--- start SOURCE RECORDS ---

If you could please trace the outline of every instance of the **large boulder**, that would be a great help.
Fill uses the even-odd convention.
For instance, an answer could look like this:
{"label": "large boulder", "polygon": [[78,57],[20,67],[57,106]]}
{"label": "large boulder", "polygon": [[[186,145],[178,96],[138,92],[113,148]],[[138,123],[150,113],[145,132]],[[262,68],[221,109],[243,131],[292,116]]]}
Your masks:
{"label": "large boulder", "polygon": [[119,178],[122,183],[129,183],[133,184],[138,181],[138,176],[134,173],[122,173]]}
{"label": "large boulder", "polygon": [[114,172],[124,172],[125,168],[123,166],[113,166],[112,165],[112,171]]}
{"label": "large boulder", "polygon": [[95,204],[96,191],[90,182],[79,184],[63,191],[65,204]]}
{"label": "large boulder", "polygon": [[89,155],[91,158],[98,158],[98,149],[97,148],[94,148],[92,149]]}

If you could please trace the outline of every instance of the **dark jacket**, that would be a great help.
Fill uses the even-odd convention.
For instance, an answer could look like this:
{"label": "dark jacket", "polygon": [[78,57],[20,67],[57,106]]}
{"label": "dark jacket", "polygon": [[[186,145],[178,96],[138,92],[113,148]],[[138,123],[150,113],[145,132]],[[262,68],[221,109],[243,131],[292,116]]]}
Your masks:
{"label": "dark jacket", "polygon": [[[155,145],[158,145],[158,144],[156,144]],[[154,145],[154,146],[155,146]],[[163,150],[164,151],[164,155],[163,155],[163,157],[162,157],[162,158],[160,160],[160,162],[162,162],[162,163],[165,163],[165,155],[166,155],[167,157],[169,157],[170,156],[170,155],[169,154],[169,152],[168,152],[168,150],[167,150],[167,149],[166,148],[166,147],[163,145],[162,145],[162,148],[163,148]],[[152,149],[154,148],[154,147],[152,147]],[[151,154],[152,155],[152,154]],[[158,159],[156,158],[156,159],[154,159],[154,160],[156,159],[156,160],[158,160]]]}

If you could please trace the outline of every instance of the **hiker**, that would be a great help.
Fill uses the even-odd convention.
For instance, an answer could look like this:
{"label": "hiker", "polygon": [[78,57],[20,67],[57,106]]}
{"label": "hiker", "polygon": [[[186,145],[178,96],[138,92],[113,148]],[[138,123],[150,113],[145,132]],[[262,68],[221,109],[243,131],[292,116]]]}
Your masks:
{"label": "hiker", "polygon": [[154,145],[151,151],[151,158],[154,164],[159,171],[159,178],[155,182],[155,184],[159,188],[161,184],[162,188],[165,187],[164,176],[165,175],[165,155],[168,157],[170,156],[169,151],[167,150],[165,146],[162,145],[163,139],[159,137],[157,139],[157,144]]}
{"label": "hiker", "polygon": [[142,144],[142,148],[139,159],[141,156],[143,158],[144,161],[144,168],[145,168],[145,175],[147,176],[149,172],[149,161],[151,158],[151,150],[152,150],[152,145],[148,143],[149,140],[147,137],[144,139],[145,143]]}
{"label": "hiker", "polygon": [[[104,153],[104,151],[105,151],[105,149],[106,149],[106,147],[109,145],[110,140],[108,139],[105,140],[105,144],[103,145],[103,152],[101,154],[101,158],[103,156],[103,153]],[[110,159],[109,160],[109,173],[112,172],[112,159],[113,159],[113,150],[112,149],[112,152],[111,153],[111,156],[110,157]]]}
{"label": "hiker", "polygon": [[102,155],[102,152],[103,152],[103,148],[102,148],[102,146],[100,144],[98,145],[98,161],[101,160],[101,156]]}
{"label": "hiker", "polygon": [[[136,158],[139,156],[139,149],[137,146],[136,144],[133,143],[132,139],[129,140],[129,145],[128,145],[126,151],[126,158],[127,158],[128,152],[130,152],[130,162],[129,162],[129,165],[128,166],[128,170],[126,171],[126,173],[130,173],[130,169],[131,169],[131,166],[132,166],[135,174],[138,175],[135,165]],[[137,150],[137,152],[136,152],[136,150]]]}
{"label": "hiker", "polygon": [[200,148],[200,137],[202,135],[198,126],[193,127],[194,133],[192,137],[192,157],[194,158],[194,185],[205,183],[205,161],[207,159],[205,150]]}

--- end SOURCE RECORDS ---

Reproduce every line of the material above, word for word and without changes.

RESPONSE TO THE TASK:
If you could please trace the outline of every instance of the **large boulder**, that would be a great help.
Fill uses the even-odd convention.
For instance, an answer could look like this:
{"label": "large boulder", "polygon": [[78,57],[20,67],[57,106]]}
{"label": "large boulder", "polygon": [[[186,145],[178,96],[138,92],[113,148]],[[138,123],[150,113],[145,132]],[[262,68],[221,109],[243,131],[292,116]]]}
Your masks:
{"label": "large boulder", "polygon": [[119,178],[122,183],[129,183],[133,184],[138,181],[138,176],[134,173],[122,173]]}
{"label": "large boulder", "polygon": [[114,172],[124,172],[125,168],[123,166],[113,166],[112,165],[112,171]]}
{"label": "large boulder", "polygon": [[95,204],[96,191],[90,182],[79,184],[63,191],[65,204]]}
{"label": "large boulder", "polygon": [[89,155],[91,158],[98,158],[98,149],[97,148],[94,148],[92,149]]}

If you could please trace the outline of every instance of the **dark jacket**, that would be a great help.
Fill uses the even-odd convention.
For instance, an answer could look like this:
{"label": "dark jacket", "polygon": [[78,57],[20,67],[57,106]]}
{"label": "dark jacket", "polygon": [[[186,145],[178,96],[138,92],[113,148]],[[138,123],[150,113],[145,132]],[[262,68],[221,109],[243,131],[292,116]]]}
Your masks:
{"label": "dark jacket", "polygon": [[[155,145],[158,145],[158,144],[156,144]],[[154,145],[154,146],[155,146]],[[163,150],[164,151],[164,155],[163,155],[163,157],[162,157],[162,158],[160,160],[160,162],[162,162],[162,163],[165,163],[165,155],[166,155],[167,157],[169,157],[170,156],[170,155],[169,154],[169,152],[168,152],[168,150],[167,150],[167,149],[166,148],[166,147],[163,145],[162,145],[162,148],[163,148]],[[152,149],[154,148],[154,147],[152,147]],[[151,154],[152,155],[152,154]],[[158,159],[156,158],[156,159],[154,159],[154,160],[156,159],[156,160],[158,160]]]}

If you could please trace the outline of every instance of the **hiker**, that would be a great help.
Fill uses the even-odd convention.
For instance, an answer could look like this:
{"label": "hiker", "polygon": [[78,57],[20,67],[57,106]]}
{"label": "hiker", "polygon": [[[186,145],[178,96],[138,92],[113,148]],[[138,123],[150,113],[145,132]],[[262,68],[221,109],[243,131],[292,116]]]}
Your masks:
{"label": "hiker", "polygon": [[154,145],[151,151],[151,158],[154,164],[159,171],[159,178],[155,182],[155,184],[159,188],[161,184],[162,188],[165,187],[164,176],[165,175],[165,155],[168,157],[170,156],[169,151],[167,150],[165,146],[162,145],[163,139],[159,137],[157,139],[157,144]]}
{"label": "hiker", "polygon": [[142,144],[142,148],[139,159],[141,156],[143,158],[144,161],[144,168],[145,168],[145,175],[147,176],[149,172],[149,161],[151,158],[151,150],[152,150],[152,145],[148,143],[149,140],[147,137],[144,139],[145,143]]}
{"label": "hiker", "polygon": [[[104,153],[104,151],[105,151],[105,149],[106,149],[106,147],[109,145],[110,140],[108,139],[105,140],[105,144],[103,145],[103,152],[101,154],[101,158],[103,156],[103,153]],[[110,159],[109,160],[109,173],[112,172],[112,159],[113,159],[113,150],[112,149],[112,152],[111,153],[111,156],[110,157]]]}
{"label": "hiker", "polygon": [[102,155],[102,152],[103,152],[103,148],[102,148],[102,146],[100,144],[98,145],[98,161],[101,160],[101,156]]}
{"label": "hiker", "polygon": [[[136,158],[139,156],[139,149],[137,146],[136,144],[133,143],[132,139],[129,140],[129,145],[128,145],[126,151],[126,158],[127,158],[128,152],[130,152],[130,162],[129,162],[129,165],[128,166],[128,170],[126,171],[126,173],[130,173],[130,169],[131,169],[131,166],[132,166],[135,174],[138,175],[135,165]],[[137,150],[137,152],[136,152],[136,150]]]}
{"label": "hiker", "polygon": [[200,148],[200,137],[202,135],[198,126],[193,127],[194,133],[192,137],[192,157],[194,158],[194,185],[205,183],[205,161],[207,159],[205,150]]}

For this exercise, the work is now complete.